— start of Excerpt provided —

Then there is the issue of cost. While Griffin did not go into details, citing proprietary data used in NASA’s analysis (which, he made a point of stating, had been shared with various offices ranging from the White House to the Pentagon to Congressional committees), an EELV-derived architecture for both the crew and cargo launches would be 25 percent more expensive to develop than a shuttle-derived system and would have recurring costs for the crew vehicle “at best” similar to the Ares 1, with the Ares 5 much less expensive than an EELV-derived counterpart.
“So, while we might wish that off-the-shelf EELVs could be easily and cheaply modified to meet NASA’s human spaceflight requirements, the data say otherwise,” Griffin concluded. “Careful analysis showed EELV-derived solutions meeting our performance requirements to be less safe, less reliable, and more costly than the shuttle-derived Ares 1 and Ares 5.”
The shuttle-derived approach that ESAS settled on, Griffin concluded, “is the architecture which I think best meets all of the requirements of law, policy, budget, and common sense that constrain us the post-shuttle era. It certainly does not satisfy everyone, not that I believe that goal to be achievable.”
Griffin gave that speech, though, because some people have been unsatisfied with the ESAS architecture, and have pointed to a number of technical issues with the vehicles. Griffin’s speech came just days after NASA officials admitted that they were studying a “thrust oscillation” issue with the first stage of the Ares 1 that, in some of the more dramatic media reports, threatened the future of the entire program.
Not surprisingly, this came up almost immediately during the question-and-answer session that followed Griffin’s STA speech, and he went to great pains to try and minimize the problem. “I think I have rarely seen more of a mountain made out of less of a molehill than this particular technical issue,” he said, then spent the next several minutes endeavoring to “pound this one flat”.
| The assembly of the ISS has provided a lesson on the need for heavy lift for planning future missions to the Moon and Mars, according to Griffin: “I hope we’re smart enough that we never again try to place such a large system in orbit by doing it in twenty-ton chunks.” |
Thrust oscillation, he explained, is caused when vortex shedding off fuel grains, as the motor approaches burnout, strikes a resonant frequency of the casing. It’s a problem that most solid motors have had at some point in their development process; it was particularly severe during the early development of the Minuteman missile, Griffin said. There are several technical solutions to the problem, ranging from reshaping the fuel grains to detuning the motor case to isolating the stage or the payload from any vibrations caused by the oscillation.

— end of Excerpt provided —
— start of Records shown —

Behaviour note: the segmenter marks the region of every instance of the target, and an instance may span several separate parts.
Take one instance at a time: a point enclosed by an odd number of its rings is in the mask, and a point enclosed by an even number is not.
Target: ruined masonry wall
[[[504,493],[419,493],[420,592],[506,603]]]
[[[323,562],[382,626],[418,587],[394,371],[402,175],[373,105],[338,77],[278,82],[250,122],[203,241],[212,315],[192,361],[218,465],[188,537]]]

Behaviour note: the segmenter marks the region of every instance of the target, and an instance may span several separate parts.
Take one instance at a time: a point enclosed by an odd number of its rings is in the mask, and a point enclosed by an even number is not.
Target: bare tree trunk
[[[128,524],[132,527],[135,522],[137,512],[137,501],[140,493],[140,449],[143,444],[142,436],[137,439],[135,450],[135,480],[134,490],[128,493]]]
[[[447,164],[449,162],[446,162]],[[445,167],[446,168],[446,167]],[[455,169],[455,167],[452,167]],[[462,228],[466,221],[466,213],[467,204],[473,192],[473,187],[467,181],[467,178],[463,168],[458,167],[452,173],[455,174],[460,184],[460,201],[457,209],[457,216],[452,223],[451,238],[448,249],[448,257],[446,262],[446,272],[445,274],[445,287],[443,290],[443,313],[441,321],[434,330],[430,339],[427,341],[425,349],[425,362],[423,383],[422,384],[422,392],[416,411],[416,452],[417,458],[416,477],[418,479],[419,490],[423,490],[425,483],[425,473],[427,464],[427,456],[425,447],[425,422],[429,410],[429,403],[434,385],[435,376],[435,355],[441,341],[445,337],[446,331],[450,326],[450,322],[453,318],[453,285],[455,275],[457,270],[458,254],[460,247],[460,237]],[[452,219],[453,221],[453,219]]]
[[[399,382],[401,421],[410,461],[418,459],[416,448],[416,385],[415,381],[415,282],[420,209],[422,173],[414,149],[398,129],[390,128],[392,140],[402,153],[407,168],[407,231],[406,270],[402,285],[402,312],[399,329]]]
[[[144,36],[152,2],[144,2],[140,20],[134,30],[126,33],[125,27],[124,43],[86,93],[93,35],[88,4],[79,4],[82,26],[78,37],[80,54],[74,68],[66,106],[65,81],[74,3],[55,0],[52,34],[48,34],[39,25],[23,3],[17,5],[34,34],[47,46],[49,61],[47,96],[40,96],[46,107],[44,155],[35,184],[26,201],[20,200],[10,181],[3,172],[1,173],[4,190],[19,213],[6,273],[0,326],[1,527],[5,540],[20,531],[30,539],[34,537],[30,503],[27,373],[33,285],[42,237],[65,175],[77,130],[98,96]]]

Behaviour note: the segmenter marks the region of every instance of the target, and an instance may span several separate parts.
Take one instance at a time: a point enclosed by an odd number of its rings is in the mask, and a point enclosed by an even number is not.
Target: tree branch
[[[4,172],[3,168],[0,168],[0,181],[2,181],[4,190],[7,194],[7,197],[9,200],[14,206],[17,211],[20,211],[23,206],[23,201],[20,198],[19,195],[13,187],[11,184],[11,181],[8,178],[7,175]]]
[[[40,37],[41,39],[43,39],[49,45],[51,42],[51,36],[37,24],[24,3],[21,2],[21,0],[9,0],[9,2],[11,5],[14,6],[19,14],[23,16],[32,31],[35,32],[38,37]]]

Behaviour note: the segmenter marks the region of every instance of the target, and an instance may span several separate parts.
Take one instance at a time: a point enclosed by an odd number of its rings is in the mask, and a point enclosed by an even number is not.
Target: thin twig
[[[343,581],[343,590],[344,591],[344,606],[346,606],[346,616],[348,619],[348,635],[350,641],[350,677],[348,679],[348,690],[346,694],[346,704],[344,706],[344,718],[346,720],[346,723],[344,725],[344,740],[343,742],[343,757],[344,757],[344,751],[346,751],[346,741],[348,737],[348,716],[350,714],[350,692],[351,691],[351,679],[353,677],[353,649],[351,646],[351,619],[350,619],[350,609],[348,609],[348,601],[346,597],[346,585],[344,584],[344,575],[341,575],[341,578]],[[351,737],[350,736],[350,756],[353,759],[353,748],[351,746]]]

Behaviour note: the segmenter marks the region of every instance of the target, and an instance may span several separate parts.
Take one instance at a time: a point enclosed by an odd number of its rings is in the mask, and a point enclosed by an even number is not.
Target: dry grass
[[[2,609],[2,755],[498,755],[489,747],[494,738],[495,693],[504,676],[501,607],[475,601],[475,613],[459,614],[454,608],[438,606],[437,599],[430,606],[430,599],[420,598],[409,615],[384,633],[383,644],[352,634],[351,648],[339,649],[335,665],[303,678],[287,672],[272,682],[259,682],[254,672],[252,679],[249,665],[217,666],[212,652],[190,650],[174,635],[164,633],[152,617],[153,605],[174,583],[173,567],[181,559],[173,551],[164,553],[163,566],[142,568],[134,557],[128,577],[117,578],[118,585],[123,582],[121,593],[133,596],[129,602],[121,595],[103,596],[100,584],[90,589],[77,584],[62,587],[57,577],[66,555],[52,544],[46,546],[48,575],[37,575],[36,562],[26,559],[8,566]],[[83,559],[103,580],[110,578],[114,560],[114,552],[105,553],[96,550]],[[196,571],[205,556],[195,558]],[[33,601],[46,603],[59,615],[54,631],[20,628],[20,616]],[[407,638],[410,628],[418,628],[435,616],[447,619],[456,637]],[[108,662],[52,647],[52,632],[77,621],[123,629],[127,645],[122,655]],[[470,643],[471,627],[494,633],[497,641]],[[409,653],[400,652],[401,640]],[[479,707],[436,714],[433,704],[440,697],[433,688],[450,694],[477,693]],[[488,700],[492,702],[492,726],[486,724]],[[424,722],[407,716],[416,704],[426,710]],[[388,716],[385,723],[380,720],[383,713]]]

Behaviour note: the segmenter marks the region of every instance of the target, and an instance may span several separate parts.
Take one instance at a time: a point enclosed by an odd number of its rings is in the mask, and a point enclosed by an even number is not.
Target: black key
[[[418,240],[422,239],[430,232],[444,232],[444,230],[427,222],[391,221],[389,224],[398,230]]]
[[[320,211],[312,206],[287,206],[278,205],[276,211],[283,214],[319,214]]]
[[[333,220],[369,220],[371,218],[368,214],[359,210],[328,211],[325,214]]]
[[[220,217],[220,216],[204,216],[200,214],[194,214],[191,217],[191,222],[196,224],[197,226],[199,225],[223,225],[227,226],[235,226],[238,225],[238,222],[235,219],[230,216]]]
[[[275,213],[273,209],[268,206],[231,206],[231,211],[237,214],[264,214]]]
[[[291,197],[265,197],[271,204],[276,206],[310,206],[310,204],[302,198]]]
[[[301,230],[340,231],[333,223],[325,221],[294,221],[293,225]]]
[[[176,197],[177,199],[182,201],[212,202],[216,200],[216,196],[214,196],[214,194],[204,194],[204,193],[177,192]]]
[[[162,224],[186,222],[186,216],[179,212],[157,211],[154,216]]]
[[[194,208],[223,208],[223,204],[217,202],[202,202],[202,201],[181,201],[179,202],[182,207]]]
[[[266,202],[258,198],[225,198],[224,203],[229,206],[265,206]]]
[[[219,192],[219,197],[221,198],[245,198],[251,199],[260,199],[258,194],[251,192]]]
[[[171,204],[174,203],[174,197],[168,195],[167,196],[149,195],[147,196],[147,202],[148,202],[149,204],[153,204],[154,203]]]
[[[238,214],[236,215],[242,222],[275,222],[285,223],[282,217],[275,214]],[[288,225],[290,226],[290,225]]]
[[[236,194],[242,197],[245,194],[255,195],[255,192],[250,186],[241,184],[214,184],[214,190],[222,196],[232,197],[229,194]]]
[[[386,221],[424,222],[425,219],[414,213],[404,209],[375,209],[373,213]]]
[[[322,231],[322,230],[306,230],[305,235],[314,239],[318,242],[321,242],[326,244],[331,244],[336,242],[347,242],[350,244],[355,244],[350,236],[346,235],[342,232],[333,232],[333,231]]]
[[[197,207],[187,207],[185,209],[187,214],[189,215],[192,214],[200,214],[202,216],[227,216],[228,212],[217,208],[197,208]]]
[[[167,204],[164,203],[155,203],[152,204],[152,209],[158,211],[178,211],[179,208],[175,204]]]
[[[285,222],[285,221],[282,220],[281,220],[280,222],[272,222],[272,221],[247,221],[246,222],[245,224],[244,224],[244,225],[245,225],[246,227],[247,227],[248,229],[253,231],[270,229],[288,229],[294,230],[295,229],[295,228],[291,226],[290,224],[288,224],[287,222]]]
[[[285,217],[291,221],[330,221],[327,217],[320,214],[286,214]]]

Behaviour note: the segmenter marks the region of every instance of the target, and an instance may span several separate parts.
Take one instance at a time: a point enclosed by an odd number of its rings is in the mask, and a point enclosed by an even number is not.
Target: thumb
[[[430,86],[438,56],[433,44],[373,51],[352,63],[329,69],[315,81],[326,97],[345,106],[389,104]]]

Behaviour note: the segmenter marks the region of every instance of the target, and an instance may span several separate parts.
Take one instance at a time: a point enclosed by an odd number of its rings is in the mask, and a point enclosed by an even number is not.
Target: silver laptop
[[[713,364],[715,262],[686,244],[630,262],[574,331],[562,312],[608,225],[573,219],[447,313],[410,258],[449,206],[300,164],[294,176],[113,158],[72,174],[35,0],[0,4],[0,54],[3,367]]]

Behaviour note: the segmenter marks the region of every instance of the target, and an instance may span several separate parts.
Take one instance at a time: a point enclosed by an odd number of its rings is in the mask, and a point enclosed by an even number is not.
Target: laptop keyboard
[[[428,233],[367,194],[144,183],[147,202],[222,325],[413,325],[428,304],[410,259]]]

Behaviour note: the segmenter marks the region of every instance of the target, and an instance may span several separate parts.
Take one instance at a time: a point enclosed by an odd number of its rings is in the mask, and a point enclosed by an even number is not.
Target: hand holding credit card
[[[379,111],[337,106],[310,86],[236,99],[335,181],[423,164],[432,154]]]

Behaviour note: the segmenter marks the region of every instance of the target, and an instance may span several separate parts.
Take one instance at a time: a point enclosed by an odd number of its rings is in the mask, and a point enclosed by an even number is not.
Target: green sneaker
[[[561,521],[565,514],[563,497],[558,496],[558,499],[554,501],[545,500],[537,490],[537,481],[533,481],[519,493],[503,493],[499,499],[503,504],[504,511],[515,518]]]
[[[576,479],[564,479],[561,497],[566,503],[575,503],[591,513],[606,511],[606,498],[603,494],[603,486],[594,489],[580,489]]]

— end of Records shown —

What you need to do →
According to the excerpt on the Ares launch vehicles, how much more expensive to develop would an EELV-derived architecture for both crew and cargo launches be than a shuttle-derived system?

Full response →
It would be 25 percent more expensive to develop.